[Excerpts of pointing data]
^^^^^^^^^^^^^^^^

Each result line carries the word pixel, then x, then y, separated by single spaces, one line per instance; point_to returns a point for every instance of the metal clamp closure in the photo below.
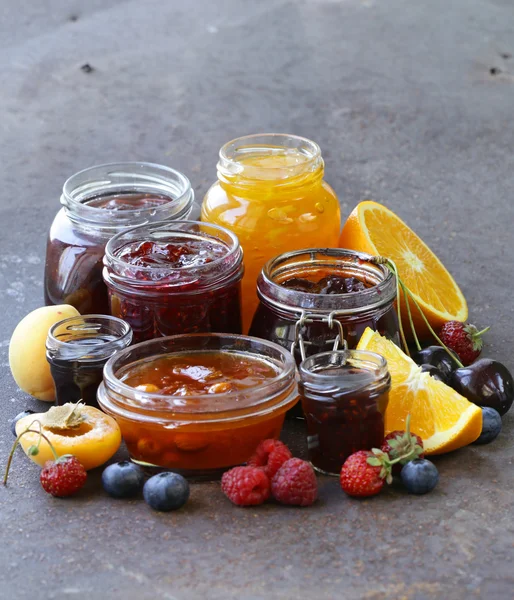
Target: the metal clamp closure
pixel 330 320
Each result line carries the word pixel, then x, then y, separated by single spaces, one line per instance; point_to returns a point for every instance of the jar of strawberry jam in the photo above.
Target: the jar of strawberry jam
pixel 98 203
pixel 175 277
pixel 311 296
pixel 198 404
pixel 344 395
pixel 272 194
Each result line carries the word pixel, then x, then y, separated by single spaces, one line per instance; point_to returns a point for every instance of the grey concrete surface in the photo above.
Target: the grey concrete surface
pixel 413 105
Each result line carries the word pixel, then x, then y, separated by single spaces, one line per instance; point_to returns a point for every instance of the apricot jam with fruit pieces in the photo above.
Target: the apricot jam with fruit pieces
pixel 173 278
pixel 201 403
pixel 344 395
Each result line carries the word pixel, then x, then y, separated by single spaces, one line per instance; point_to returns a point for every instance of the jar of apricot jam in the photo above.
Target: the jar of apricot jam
pixel 344 395
pixel 77 350
pixel 271 193
pixel 98 203
pixel 172 278
pixel 198 404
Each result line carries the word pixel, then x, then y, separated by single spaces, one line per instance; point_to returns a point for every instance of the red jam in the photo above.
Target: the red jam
pixel 344 407
pixel 167 279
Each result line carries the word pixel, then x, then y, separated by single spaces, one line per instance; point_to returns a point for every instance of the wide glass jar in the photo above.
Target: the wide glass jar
pixel 198 404
pixel 305 295
pixel 344 396
pixel 77 350
pixel 271 193
pixel 98 203
pixel 175 277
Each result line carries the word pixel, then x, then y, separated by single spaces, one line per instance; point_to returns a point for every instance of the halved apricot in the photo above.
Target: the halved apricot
pixel 93 442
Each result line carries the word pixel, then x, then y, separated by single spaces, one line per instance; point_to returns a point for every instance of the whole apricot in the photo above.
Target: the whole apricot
pixel 27 350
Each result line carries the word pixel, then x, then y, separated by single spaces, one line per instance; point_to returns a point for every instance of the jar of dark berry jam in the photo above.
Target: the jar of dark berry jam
pixel 98 203
pixel 172 278
pixel 305 295
pixel 77 350
pixel 344 395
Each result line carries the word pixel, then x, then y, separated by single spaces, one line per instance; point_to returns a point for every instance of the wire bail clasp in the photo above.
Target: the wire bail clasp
pixel 332 323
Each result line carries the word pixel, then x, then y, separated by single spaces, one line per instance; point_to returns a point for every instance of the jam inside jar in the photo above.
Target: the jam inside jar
pixel 77 350
pixel 98 203
pixel 173 278
pixel 344 395
pixel 271 193
pixel 198 404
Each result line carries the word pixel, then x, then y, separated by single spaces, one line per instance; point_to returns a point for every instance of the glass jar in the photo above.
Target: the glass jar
pixel 271 193
pixel 172 278
pixel 198 434
pixel 287 316
pixel 77 350
pixel 344 395
pixel 98 203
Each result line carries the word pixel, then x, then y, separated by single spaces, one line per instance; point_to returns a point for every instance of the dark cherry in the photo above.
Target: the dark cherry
pixel 437 357
pixel 486 383
pixel 435 372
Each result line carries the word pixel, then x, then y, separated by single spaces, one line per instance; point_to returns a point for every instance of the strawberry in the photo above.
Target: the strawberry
pixel 364 473
pixel 63 476
pixel 464 339
pixel 402 443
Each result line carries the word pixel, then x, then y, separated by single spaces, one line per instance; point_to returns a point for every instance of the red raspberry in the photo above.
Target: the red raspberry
pixel 295 483
pixel 63 477
pixel 246 486
pixel 359 477
pixel 271 455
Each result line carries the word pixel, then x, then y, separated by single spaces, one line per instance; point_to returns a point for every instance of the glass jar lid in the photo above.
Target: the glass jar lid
pixel 87 338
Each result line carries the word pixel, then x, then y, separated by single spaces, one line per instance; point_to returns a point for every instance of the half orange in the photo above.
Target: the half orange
pixel 375 229
pixel 444 419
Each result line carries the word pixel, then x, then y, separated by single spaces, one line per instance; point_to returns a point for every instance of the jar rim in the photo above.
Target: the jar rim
pixel 228 402
pixel 171 227
pixel 230 155
pixel 297 302
pixel 307 365
pixel 80 323
pixel 91 181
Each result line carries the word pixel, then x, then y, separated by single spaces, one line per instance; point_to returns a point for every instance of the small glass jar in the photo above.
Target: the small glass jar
pixel 98 203
pixel 77 350
pixel 198 435
pixel 271 193
pixel 285 314
pixel 173 278
pixel 344 396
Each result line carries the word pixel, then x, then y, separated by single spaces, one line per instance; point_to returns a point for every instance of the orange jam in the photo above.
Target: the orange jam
pixel 271 193
pixel 199 411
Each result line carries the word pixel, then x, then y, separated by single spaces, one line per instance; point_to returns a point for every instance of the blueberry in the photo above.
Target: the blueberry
pixel 419 476
pixel 17 418
pixel 491 425
pixel 166 491
pixel 123 480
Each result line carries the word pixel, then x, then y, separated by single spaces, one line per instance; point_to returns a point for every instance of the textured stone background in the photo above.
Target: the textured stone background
pixel 412 104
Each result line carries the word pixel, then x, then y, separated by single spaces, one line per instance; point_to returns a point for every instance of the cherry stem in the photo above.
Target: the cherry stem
pixel 392 267
pixel 17 440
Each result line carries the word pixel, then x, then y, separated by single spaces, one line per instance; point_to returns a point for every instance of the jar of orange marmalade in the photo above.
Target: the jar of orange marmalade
pixel 271 193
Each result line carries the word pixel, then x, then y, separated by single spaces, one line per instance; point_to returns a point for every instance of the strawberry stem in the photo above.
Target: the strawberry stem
pixel 17 440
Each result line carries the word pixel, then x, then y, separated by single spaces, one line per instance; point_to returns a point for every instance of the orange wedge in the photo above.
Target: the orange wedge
pixel 444 419
pixel 375 229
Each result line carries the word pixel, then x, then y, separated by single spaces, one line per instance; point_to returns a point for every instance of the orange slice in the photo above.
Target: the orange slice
pixel 444 419
pixel 375 229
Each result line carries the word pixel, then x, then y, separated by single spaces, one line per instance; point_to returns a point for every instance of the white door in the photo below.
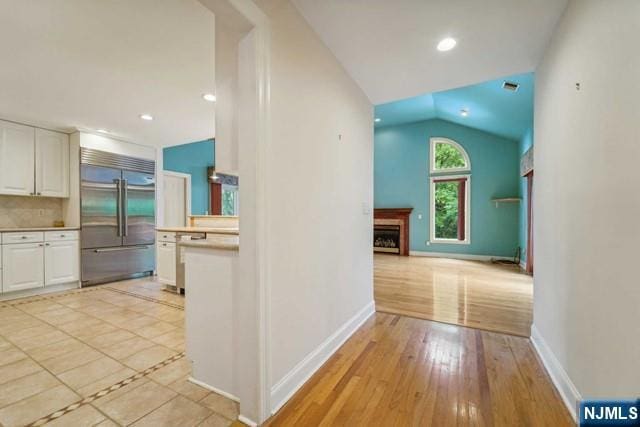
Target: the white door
pixel 16 159
pixel 177 199
pixel 166 263
pixel 52 163
pixel 61 262
pixel 22 266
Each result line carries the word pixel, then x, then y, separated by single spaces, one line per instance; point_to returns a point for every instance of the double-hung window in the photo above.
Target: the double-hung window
pixel 450 189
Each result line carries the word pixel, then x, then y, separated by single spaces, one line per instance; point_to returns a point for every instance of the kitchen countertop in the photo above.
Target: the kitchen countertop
pixel 229 243
pixel 18 230
pixel 211 230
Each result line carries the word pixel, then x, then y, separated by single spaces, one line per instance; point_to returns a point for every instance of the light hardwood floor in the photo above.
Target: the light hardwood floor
pixel 468 293
pixel 403 371
pixel 398 370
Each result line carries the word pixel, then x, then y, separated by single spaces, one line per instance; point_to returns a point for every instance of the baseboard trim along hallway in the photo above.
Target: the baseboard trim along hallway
pixel 559 377
pixel 300 374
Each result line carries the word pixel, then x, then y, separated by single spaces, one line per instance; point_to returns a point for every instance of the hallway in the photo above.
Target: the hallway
pixel 398 370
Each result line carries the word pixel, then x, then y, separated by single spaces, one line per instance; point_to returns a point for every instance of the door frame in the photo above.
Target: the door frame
pixel 187 193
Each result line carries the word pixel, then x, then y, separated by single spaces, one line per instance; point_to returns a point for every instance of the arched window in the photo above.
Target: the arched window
pixel 448 156
pixel 450 193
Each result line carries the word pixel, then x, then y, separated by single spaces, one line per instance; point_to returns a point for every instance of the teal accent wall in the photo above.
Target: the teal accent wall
pixel 401 179
pixel 524 144
pixel 193 158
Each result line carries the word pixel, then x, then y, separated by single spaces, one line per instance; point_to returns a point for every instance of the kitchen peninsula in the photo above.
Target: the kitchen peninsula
pixel 203 229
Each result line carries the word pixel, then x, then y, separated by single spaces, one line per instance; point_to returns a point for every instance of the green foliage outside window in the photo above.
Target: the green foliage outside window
pixel 229 202
pixel 447 210
pixel 447 156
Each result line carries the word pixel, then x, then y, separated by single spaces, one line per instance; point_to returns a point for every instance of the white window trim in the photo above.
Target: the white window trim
pixel 467 211
pixel 432 156
pixel 236 201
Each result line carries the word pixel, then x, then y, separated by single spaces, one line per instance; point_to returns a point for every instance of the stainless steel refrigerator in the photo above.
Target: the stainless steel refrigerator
pixel 117 198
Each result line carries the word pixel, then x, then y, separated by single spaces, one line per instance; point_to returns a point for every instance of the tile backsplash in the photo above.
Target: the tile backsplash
pixel 23 211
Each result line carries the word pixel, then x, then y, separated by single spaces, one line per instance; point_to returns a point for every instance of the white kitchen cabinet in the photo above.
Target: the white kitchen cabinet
pixel 22 266
pixel 61 262
pixel 17 167
pixel 52 163
pixel 166 263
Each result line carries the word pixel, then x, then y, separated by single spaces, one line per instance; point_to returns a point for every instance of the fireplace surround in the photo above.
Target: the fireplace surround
pixel 391 230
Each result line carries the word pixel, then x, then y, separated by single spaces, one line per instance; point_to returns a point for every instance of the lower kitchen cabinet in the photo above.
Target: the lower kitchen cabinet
pixel 61 262
pixel 44 259
pixel 22 266
pixel 166 263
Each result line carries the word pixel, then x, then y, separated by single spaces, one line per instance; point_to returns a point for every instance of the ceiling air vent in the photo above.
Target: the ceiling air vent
pixel 510 86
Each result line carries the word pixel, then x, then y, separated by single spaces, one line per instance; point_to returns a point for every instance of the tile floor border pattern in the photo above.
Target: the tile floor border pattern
pixel 133 294
pixel 38 298
pixel 87 400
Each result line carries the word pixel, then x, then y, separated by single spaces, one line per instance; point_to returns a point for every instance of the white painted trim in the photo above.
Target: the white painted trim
pixel 187 194
pixel 468 257
pixel 213 389
pixel 559 377
pixel 38 291
pixel 300 374
pixel 467 211
pixel 432 155
pixel 247 421
pixel 262 32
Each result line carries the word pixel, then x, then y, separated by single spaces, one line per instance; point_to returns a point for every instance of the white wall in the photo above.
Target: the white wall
pixel 587 203
pixel 319 198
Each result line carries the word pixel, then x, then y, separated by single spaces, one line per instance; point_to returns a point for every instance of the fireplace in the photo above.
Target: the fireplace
pixel 391 230
pixel 386 238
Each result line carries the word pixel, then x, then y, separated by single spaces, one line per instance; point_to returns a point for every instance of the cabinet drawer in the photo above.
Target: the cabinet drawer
pixel 165 236
pixel 54 236
pixel 19 237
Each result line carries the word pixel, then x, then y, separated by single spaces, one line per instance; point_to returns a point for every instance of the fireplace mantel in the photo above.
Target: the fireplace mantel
pixel 399 216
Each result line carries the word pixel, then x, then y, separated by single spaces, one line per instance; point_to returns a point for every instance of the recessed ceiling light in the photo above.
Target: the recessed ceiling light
pixel 209 97
pixel 447 44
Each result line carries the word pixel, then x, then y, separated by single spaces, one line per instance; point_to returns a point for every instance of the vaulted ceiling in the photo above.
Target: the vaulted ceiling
pixel 488 107
pixel 389 47
pixel 101 64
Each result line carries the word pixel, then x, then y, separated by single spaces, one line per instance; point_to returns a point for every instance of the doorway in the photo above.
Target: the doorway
pixel 177 198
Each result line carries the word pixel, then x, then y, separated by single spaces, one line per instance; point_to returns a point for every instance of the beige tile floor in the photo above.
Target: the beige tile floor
pixel 114 347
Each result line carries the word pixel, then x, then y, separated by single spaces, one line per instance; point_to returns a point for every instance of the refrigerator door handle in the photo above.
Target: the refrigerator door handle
pixel 118 183
pixel 121 248
pixel 125 208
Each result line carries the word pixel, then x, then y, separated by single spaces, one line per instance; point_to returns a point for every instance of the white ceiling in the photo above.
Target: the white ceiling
pixel 389 47
pixel 101 63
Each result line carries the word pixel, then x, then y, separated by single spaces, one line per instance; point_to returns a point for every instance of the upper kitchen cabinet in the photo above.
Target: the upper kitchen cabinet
pixel 52 164
pixel 17 167
pixel 33 162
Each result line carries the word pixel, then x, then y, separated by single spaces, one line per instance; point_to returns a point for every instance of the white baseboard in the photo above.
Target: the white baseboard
pixel 300 374
pixel 247 421
pixel 468 257
pixel 39 291
pixel 564 385
pixel 213 389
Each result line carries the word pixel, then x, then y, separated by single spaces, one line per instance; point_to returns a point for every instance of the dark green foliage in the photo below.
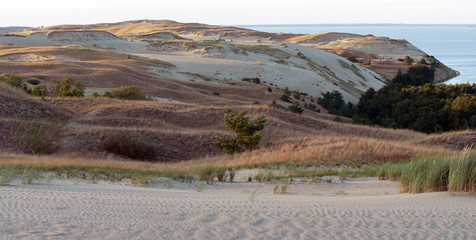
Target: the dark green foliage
pixel 285 98
pixel 335 104
pixel 39 138
pixel 13 80
pixel 416 76
pixel 352 59
pixel 67 88
pixel 408 60
pixel 369 61
pixel 253 80
pixel 310 106
pixel 129 93
pixel 16 81
pixel 33 81
pixel 247 131
pixel 286 91
pixel 428 108
pixel 129 146
pixel 296 108
pixel 297 95
pixel 39 91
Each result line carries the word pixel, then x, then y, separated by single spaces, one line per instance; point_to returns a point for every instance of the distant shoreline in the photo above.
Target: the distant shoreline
pixel 356 24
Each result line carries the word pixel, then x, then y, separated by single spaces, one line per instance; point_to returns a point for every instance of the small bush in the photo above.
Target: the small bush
pixel 39 91
pixel 129 146
pixel 296 108
pixel 7 174
pixel 253 80
pixel 285 98
pixel 247 131
pixel 39 138
pixel 70 88
pixel 33 81
pixel 129 93
pixel 369 62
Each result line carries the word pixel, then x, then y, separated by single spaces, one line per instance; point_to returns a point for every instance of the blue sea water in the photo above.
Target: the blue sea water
pixel 454 45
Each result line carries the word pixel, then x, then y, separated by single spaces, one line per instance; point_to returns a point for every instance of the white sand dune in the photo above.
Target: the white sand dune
pixel 65 210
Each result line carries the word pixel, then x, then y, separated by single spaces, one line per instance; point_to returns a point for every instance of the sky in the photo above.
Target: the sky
pixel 36 13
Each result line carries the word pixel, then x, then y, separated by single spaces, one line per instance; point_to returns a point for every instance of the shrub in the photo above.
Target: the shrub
pixel 352 59
pixel 408 60
pixel 39 91
pixel 297 95
pixel 129 146
pixel 66 88
pixel 7 174
pixel 129 93
pixel 33 81
pixel 285 98
pixel 253 80
pixel 39 138
pixel 70 88
pixel 296 108
pixel 369 61
pixel 247 131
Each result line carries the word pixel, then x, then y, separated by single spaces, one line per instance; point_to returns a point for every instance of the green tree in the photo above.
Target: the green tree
pixel 69 88
pixel 247 131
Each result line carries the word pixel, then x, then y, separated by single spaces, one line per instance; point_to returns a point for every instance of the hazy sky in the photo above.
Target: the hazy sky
pixel 222 12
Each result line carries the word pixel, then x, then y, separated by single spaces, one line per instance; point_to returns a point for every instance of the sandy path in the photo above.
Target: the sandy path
pixel 101 211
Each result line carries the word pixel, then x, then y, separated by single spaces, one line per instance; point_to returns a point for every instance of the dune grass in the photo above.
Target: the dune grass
pixel 455 174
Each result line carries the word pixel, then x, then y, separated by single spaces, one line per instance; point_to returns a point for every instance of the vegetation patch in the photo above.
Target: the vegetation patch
pixel 247 131
pixel 129 146
pixel 39 138
pixel 264 49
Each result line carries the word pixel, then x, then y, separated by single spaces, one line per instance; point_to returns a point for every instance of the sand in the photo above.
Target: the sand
pixel 317 73
pixel 355 209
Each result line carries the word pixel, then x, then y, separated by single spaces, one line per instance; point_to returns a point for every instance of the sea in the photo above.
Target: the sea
pixel 453 45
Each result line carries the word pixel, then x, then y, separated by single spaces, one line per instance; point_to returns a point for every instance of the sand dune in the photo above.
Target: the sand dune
pixel 65 210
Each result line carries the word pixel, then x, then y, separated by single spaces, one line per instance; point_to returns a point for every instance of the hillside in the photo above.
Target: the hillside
pixel 386 54
pixel 193 72
pixel 202 53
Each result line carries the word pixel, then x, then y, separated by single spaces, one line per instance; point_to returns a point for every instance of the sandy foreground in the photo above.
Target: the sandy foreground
pixel 355 209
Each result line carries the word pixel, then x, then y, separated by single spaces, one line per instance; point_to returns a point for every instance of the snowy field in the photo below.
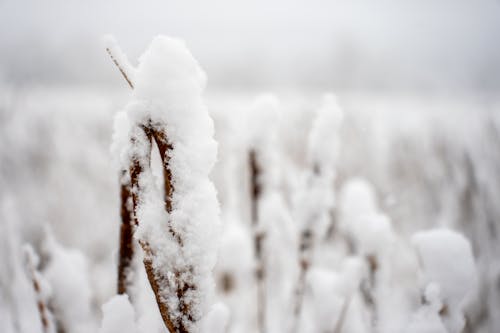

^^^^^^^^^^^^^^^^

■ Objective: Retype the records above character for character, starting at the beginning of the records and ending with the line that contains "pixel 413 105", including that line. Leave the pictures out of your answer.

■ The solution:
Each result line carries the word pixel, then x, then y, separated by single spaces, one line per instance; point_to returns a point for every instance of the metal clamp closure in the photo below.
Target: the metal clamp closure
pixel 330 320
Each result line carries the word pixel, then x, then y, separated by single spaces, one line per instance; point_to returns a point for every instance of the jar of strawberry jam in the photo above.
Target: the jar of strawberry jam
pixel 98 203
pixel 175 277
pixel 311 296
pixel 198 404
pixel 344 395
pixel 272 194
Each result line carries the word pixel, then x, then y, separated by single spaces, one line per instance; point_to returns a point for every instance of the grey concrete surface in the photo above.
Target: the grey concrete surface
pixel 413 105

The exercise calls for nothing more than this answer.